**Document passage:**
-- START --

Johnny English Reborn
2011 Directed by Oliver Parker
In this spy-thriller spoof, in a scene only faintly reminiscent of Connery in Goldfinger, Rowan Atkinson is far less suave on the first tee at Brocket Hall. When his caddy offers him a glove, Atkinson’s Johnny English chides him: “I may not know much about golf, Tucker, but I know how to hold the bat.” Thankfully luck is with him: despite the fact that his driver goes soaring into the air after he swings, it ends up landing in the caddy’s hands and his ball ends up squarely in the middle of the fairway. A nice nod to Bond, then, with a bit of a smile.
Swingers
1996 Directed by Doug Liman
The two characters played by John Favreau and Ron Livingston manage to have a nice, long conversation about a career letdown, family and an ex-girlfriend while playing a single hole at the Los Feliz Golf Course in Los Angeles—quite a feat considering that it’s only a par 3. After asking Favreau to tend the pin on a 12-foot putt, Livingston putts to within four feet while yelling “Get there!” It takes two more putts to put it away, which is about as well as Favreau is doing. Upon [finally] putting out, both men need a good 30 seconds or so to calculate their scores on the hole, eventually giving up and settling for 8s.

-- END --

**Tasks to perform:**
a) Answer these questions using the passage on golf scenes in films:
(i) At which location does Johnny English stand on the first tee?
(ii) At which golf course do the characters in Swingers play their hole?
(iii) What score do the two men in Swingers settle for on the hole?
b) Copy the passage on golf scenes in films word for word, starting at "Johnny English Reborn" and ending at "of a smile.".
c) Extend the passage on golf scenes in films, picking up after its final sentence.

**Data records:**
-- START --

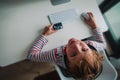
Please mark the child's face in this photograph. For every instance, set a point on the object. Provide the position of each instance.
(77, 49)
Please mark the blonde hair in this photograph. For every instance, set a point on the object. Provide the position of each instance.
(84, 70)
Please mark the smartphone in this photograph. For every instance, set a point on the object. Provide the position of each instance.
(57, 26)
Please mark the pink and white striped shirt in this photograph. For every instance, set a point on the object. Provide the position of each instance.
(57, 55)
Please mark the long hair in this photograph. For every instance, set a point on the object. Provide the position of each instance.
(84, 70)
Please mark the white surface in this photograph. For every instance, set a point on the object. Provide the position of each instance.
(66, 16)
(108, 72)
(21, 21)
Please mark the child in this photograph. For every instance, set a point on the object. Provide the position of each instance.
(80, 58)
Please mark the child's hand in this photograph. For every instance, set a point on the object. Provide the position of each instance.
(91, 21)
(48, 30)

-- END --

**Task answers:**
a)
(i) Brocket Hall
(ii) The Los Feliz Golf Course in Los Angeles
(iii) 8s

b)
Johnny English Reborn
2011 Directed by Oliver Parker
In this spy-thriller spoof, in a scene only faintly reminiscent of Connery in Goldfinger, Rowan Atkinson is far less suave on the first tee at Brocket Hall. When his caddy offers him a glove, Atkinson’s Johnny English chides him: “I may not know much about golf, Tucker, but I know how to hold the bat.” Thankfully luck is with him: despite the fact that his driver goes soaring into the air after he swings, it ends up landing in the caddy’s hands and his ball ends up squarely in the middle of the fairway. A nice nod to Bond, then, with a bit of a smile.

c)
The Thomas Crown Affair
1968 Directed by Norman Jewison
Perfectly played by Steve McQueen, Thomas Crown is a bored millionaire who’ll do anything to break the humdrum life of the man who has everything, including trying to inject some spark into a Sunday round. In a scene filmed at Belmont Country Club near Boston, Crown hits out of the sand to within inches of the cup. His playing partner’s surprise is doubled when Crown bets that he can do it again—and that the partner can bury the ball in the sand. Crown’s second attempt goes past the hole, but he’s not done yet. He offers double or nothing that he’ll make the putt and still get down in two. “That’s a sucker bet!” exclaims the partner, remarking that it’ll cost Crown over $1,000 if he loses. When Crown misses and doesn’t care, the partner exclaims: “You’re mad! Absolutely mad!” To which McQueen cooly replies, “What else can we do on Sunday?” A 1999 remake had Pierce Brosnan’s Crown betting $100,000 on a shot while offering, “It’s a beautiful Saturday morning… What the hell else have we got to do?” Not bad, but we’ll take McQueen on this one.
Casino
1995 Directed by Martin Scorsese
In this film about Vegas and the mob, Robert DeNiro’s low-lying mob pro Frank is frustrated with Joe Pesci’s high-profile thug Nicky. While DeNiro meets with members of the Nevada gaming control board in the back yard of his house on Las Vegas National Golf Club’s course in hopes of renewing his casino operator’s license, Nicky and his pals are enjoying a round. “I got my job on the line and this guy’s out havin’ the time of his life,” DeNiro says. “He’s got every cop in the state watching him, and he’s out playing golf!” Suddenly a small plane starts having engine trouble right over the course, sputtering and flying low, prompting Pesci to exclaim, “Where’s this f****n’ guy gonna land at, the fairway?!” And that’s exactly what happens. It turns out that Federal agents had been watching Nicky for so long, their plane ran out of gas. As embarrassed agents sprint past everyone without a word, leaving their plane parked on the fairway, Pesci steps up to his ball, chomps on his cigar and makes an offer: “$100 t’whoever hits the plane!”